***** Text
HARI VASUDEVA SARMA Vs. HARI NAGA SRI VENKATA KRISHNA MURTHY
LAWS(APH)-2007-8-81
HIGH COURT OF ANDHRA PRADESH
Decided on August 23,2007

HARI VASUDEVA SARMA Appellant
VERSUS
HARI NAGA SRI VENKATA KRISHNA MURTHY Respondents

JUDGEMENT

- (1.) THIS civil miscellaneous appeal is filed by the appellant/1 st respondent/ 1st defendant in LA. No. 276/2007 in O. S. No. 206/2007 on the file of Principal Senior civil Judge, Vijayawada. Respondents 1 and 2 are the plaintiffs/petitioners in the said LA. No. 276/2007 in O. S. No. 206/2007 and these minors, represented by their guardian and next friend, the grand father, instituted the said suit for partition and separate possession of their 2/3 rd share in the plaint schedule property, for recovery of mesne profits and other appropriate reliefs. The 3rd respondent in the civil miscellaneous appeal is the 2nd respondent/2nd defendant in LA. No. 276/2007 in O. S. No. 206/2007 aforesaid.
**********
***** Stored records
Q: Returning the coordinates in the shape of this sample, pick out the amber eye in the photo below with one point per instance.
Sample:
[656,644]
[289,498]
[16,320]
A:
**********
***** Stored records
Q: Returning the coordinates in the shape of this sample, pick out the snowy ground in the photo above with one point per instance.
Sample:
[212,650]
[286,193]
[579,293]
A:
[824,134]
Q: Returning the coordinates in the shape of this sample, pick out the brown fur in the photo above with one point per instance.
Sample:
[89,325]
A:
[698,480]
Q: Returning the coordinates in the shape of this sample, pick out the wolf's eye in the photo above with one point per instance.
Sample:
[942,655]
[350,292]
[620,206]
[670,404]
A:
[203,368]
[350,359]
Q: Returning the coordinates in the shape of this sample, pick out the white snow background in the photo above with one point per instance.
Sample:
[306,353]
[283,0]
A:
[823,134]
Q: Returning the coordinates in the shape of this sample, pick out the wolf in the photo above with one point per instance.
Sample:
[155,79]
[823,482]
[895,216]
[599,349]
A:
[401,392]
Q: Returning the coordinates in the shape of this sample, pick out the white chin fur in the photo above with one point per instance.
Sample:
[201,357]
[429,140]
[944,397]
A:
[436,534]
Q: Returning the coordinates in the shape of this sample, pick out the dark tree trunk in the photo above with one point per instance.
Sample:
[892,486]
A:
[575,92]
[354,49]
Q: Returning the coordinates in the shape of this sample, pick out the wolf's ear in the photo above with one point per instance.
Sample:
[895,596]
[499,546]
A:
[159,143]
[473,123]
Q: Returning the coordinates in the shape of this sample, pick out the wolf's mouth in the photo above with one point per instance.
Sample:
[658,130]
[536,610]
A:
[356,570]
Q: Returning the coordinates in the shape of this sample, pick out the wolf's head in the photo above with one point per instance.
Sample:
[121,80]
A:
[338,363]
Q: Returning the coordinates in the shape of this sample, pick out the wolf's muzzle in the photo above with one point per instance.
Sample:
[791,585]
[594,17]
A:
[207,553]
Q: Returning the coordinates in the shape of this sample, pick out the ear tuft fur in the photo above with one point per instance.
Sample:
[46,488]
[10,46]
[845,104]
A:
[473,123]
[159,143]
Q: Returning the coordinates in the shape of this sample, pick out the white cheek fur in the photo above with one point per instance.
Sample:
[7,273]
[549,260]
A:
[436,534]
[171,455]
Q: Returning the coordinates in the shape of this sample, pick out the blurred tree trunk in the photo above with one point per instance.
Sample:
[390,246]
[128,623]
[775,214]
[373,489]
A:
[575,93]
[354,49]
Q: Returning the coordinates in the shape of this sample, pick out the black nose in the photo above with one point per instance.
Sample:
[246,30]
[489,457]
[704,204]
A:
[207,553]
**********
***** Stored records
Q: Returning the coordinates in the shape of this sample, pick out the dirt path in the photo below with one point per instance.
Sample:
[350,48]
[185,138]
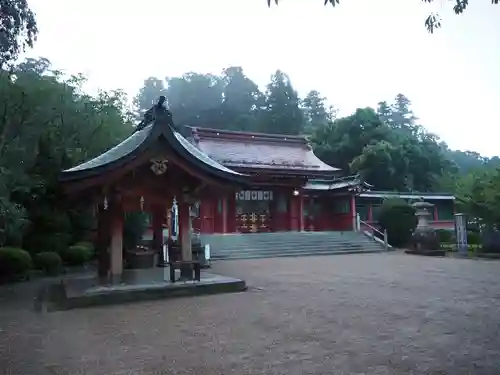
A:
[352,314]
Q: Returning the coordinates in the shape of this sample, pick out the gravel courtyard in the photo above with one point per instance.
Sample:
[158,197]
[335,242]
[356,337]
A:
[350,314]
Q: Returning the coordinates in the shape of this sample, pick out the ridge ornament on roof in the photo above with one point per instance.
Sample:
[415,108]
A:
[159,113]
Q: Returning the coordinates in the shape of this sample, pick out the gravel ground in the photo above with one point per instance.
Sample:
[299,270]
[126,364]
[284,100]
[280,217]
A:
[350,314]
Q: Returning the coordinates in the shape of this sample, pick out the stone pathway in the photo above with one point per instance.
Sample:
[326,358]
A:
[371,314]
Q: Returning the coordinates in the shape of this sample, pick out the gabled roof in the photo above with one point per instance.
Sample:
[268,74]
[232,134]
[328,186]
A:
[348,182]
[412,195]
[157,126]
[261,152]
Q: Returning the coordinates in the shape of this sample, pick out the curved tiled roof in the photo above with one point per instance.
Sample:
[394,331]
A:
**********
__Given exercise 1__.
Answer these questions from the judgment:
(a) On what date was the case decided?
(b) Who represents the minor plaintiffs in the suit?
(c) What share in the plaint schedule property do the plaintiffs seek?
__Given exercise 2__. Carry the judgment forward from its final sentence.
The rows have no connection to the judgment.

__Expected output 1__.
(a) August 23, 2007.
(b) Their grandfather, as guardian and next friend.
(c) A 2/3rd share.

__Expected output 2__.
(2.) THE learned Principal Senior Civil judge, Vijayawada, after framing the Points for consideration at Para-5 discussed the documentary evidence Exs. A-1 to A-6 and ex. B-1, recorded certain reasons at Para-7 and ultimately allowed the application granting temporary injunction in favour of the respondents 1 and 2 herein/petitioners/ plaintiffs in the said suit till the disposal of the suit and both the parties were directed to bear their own costs. Hence the present civil miscellaneous appeal.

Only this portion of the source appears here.